§ Stated exercise: Exactly repeat the full listing that follows.

§ Material to process:
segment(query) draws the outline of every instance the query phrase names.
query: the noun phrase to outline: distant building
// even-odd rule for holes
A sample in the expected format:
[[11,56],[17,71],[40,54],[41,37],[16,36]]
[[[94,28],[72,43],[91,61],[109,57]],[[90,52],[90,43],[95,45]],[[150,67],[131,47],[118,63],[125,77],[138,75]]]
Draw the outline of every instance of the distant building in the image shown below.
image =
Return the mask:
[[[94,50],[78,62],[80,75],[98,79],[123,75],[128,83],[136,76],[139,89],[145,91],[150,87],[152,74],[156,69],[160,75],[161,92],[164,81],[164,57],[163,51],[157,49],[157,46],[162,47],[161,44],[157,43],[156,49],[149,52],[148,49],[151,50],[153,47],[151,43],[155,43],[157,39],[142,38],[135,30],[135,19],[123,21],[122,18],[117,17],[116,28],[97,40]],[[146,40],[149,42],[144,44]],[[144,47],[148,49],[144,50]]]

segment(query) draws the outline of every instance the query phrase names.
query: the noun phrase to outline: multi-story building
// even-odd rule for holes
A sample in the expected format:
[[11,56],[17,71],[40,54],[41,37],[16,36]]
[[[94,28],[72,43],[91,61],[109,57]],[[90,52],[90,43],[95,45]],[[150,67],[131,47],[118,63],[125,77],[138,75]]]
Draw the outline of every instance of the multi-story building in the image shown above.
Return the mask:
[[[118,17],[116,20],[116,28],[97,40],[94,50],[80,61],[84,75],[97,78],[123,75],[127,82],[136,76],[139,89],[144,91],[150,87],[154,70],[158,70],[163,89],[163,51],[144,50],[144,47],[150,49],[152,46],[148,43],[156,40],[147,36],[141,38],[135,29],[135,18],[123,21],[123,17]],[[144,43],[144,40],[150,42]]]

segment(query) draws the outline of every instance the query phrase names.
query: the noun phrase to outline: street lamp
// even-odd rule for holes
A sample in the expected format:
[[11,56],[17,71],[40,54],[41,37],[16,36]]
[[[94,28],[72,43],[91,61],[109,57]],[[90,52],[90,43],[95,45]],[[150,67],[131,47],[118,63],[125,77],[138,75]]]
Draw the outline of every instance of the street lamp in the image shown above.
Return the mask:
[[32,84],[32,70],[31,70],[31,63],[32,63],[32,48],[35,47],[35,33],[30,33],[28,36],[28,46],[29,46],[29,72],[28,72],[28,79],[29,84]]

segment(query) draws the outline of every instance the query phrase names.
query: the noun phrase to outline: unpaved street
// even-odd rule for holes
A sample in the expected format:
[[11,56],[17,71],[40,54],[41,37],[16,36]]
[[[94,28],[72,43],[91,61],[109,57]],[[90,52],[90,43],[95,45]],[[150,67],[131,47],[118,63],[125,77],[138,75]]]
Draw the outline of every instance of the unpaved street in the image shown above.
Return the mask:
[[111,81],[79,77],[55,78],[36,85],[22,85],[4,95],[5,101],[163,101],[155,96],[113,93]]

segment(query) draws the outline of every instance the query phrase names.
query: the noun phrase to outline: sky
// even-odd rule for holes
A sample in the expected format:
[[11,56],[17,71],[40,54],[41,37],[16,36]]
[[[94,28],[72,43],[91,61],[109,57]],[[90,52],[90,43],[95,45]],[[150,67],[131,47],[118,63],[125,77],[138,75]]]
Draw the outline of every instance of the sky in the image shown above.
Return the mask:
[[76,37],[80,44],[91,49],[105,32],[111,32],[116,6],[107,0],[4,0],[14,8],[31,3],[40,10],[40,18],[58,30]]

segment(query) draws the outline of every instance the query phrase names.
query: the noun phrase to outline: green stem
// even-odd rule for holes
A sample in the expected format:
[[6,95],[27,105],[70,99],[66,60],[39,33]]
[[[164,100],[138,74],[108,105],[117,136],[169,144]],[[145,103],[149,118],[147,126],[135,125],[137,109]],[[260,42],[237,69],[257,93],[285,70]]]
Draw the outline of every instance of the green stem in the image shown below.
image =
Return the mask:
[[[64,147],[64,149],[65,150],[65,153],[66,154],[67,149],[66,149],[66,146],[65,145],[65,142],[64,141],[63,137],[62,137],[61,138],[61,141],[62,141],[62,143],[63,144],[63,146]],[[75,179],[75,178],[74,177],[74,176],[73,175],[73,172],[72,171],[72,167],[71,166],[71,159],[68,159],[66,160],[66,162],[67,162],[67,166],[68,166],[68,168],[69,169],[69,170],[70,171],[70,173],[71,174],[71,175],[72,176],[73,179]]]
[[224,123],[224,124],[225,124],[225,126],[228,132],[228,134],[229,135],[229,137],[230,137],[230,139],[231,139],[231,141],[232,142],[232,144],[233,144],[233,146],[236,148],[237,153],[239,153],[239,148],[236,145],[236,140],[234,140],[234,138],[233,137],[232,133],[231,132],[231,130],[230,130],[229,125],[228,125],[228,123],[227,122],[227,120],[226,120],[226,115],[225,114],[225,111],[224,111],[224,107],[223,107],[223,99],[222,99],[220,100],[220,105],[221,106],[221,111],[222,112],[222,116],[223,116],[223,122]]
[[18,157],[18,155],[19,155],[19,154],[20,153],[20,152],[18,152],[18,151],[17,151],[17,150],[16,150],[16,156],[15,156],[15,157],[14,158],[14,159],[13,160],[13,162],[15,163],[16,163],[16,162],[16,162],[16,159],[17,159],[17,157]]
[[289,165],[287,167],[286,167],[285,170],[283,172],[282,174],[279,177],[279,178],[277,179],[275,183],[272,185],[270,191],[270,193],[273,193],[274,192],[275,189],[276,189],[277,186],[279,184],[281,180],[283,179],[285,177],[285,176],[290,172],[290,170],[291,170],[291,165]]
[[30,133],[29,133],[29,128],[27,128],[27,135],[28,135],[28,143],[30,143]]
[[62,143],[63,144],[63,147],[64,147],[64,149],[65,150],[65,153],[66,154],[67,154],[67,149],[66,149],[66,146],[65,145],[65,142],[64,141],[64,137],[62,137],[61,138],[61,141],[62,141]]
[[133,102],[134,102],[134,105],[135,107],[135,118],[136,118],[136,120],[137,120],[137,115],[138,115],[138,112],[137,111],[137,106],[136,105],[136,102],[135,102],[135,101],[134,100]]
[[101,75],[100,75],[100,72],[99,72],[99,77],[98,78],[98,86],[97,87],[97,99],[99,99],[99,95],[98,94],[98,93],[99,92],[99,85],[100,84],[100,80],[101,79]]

§ Solution to this problem:
segment(query) draws the outline of every instance the query phrase names.
query: the noun phrase to outline: distant building
// even-odd rule for holes
A sample in the expected format:
[[11,56],[17,71],[40,54],[41,37],[16,36]]
[[[94,28],[72,43],[91,61],[109,57]],[[90,52],[90,43],[95,45]],[[150,67],[131,47],[118,63],[125,77],[138,75]]]
Draw the outline of every instance of the distant building in the image shown below.
image =
Return the mask:
[[[94,50],[78,62],[80,75],[98,79],[123,75],[128,83],[136,76],[139,89],[145,91],[150,87],[152,74],[156,69],[160,75],[161,92],[164,81],[164,57],[163,51],[157,49],[157,46],[162,47],[161,44],[157,43],[156,49],[149,52],[148,49],[151,50],[153,47],[151,43],[155,43],[157,39],[142,38],[135,30],[135,19],[123,21],[122,18],[117,17],[116,28],[97,40]],[[146,40],[149,42],[144,44]],[[144,47],[148,49],[144,50]]]

segment(query) draws the outline of every instance the query phrase names.
query: the noun phrase to outline: multi-story building
// even-odd rule for holes
A sample in the expected format:
[[11,56],[17,71],[40,54],[41,37],[16,36]]
[[[94,28],[72,43],[91,61],[109,57]],[[90,52],[90,43],[95,45]],[[150,67],[131,47],[118,63],[125,77],[138,75]]]
Draw the outline of every instance of the multi-story building in the image shown above.
Return the mask:
[[[118,17],[116,20],[116,28],[97,40],[94,50],[80,61],[84,75],[97,78],[123,75],[127,82],[136,76],[139,89],[144,91],[150,87],[154,70],[158,70],[163,89],[163,51],[144,50],[144,47],[150,49],[152,46],[148,43],[156,40],[147,36],[141,38],[135,29],[135,18],[123,21],[123,17]],[[144,43],[144,40],[150,42]]]

segment(query) draws the outline of every instance the query phrase names.
query: the noun phrase to outline: street lamp
// even-odd rule for holes
A sample in the expected format:
[[11,56],[17,71],[40,54],[41,37],[16,36]]
[[[94,28],[72,43],[91,61],[109,57]],[[90,52],[90,43],[95,45]],[[150,67],[131,47],[118,63],[125,77],[138,75]]]
Draw the outline of every instance of the street lamp in the image shown above.
Return the mask:
[[32,84],[32,70],[31,70],[31,63],[32,63],[32,48],[35,47],[35,33],[30,33],[28,36],[28,46],[29,46],[29,72],[28,72],[28,79],[29,84]]

segment(query) draws the outline of every instance the query phrase names.
query: the noun phrase to outline: unpaved street
// even-odd rule for holes
A sample in the expected format:
[[11,56],[17,71],[40,54],[41,37],[16,36]]
[[[94,28],[72,43],[91,61],[109,57]],[[90,52],[90,43],[95,45]],[[150,67],[131,47],[118,63],[125,77],[138,75]]]
Draw the outline of every instance of the unpaved street in the image shown above.
Return the mask:
[[111,81],[79,77],[55,78],[36,85],[22,85],[4,95],[5,101],[163,101],[155,96],[113,93]]

segment(query) draws the outline of every instance the query phrase names.
query: the noun phrase to outline: sky
// even-odd rule for holes
A sample in the expected format:
[[11,56],[17,71],[40,54],[41,37],[16,36]]
[[[94,28],[72,43],[91,61],[109,57]],[[90,52],[90,43],[95,45]],[[150,67],[131,47],[118,63],[125,77],[138,75]]]
Draw the outline of every instance of the sky in the image shown above.
Return the mask:
[[76,37],[80,44],[91,49],[105,32],[111,32],[116,6],[107,0],[4,0],[14,8],[31,3],[40,10],[40,18],[58,30]]

segment(query) draws the outline of every instance the query phrase names.
query: the noun phrase to outline: green stem
// even-odd rule for holes
A sample in the expected format:
[[6,95],[27,105],[70,99],[66,60],[39,33]]
[[[164,100],[138,74],[108,105],[117,136],[169,144]],[[145,103],[149,118],[147,126],[135,125],[137,109]],[[260,42],[237,69],[257,93],[285,70]]]
Draw the outline of every instance of the green stem in the image shown below.
image =
Return the mask:
[[[64,147],[64,149],[65,150],[65,153],[66,154],[67,149],[66,149],[66,146],[65,145],[65,142],[64,141],[63,137],[62,137],[61,138],[61,141],[62,141],[62,143],[63,144],[63,146]],[[75,179],[75,178],[74,177],[74,176],[73,175],[73,172],[72,171],[72,167],[71,166],[71,159],[68,159],[66,160],[66,162],[67,162],[67,166],[68,166],[68,168],[69,169],[69,170],[70,171],[70,173],[71,174],[71,175],[72,176],[73,179]]]
[[224,123],[224,124],[225,124],[225,126],[228,132],[228,134],[229,135],[229,137],[230,137],[230,139],[231,139],[231,141],[232,142],[232,144],[233,144],[233,146],[236,148],[237,153],[239,153],[239,148],[236,145],[236,140],[234,140],[234,138],[233,137],[232,133],[231,132],[231,130],[230,130],[229,125],[228,125],[228,123],[227,122],[227,120],[226,120],[226,115],[225,114],[225,111],[224,111],[224,107],[223,107],[223,99],[222,99],[220,100],[220,105],[221,106],[221,111],[222,112],[222,116],[223,116],[223,122]]
[[18,157],[18,155],[19,155],[19,154],[20,153],[20,152],[18,152],[18,151],[17,151],[17,150],[16,150],[16,156],[15,156],[15,157],[14,158],[14,159],[13,160],[13,162],[15,163],[16,163],[16,162],[16,162],[16,159],[17,159],[17,157]]
[[289,165],[287,167],[286,167],[285,170],[283,172],[282,174],[279,177],[279,178],[277,179],[275,183],[272,185],[270,191],[270,193],[273,193],[274,192],[275,189],[276,189],[277,186],[279,184],[281,180],[283,179],[285,177],[285,176],[290,172],[290,170],[291,170],[291,165]]
[[30,133],[29,133],[29,128],[27,128],[27,135],[28,135],[28,143],[30,143]]
[[62,143],[63,144],[63,147],[64,147],[64,149],[65,150],[65,153],[66,154],[67,154],[67,149],[66,149],[66,146],[65,145],[65,142],[64,141],[64,137],[62,137],[61,138],[61,141],[62,141]]
[[133,102],[134,102],[134,105],[135,107],[135,118],[136,118],[136,120],[137,120],[137,115],[138,115],[138,112],[137,111],[137,106],[136,105],[136,102],[135,102],[135,101],[134,100]]
[[101,75],[100,75],[100,72],[99,72],[99,77],[98,78],[98,86],[97,87],[97,99],[99,99],[99,95],[98,94],[98,93],[99,92],[99,85],[100,84],[100,80],[101,79]]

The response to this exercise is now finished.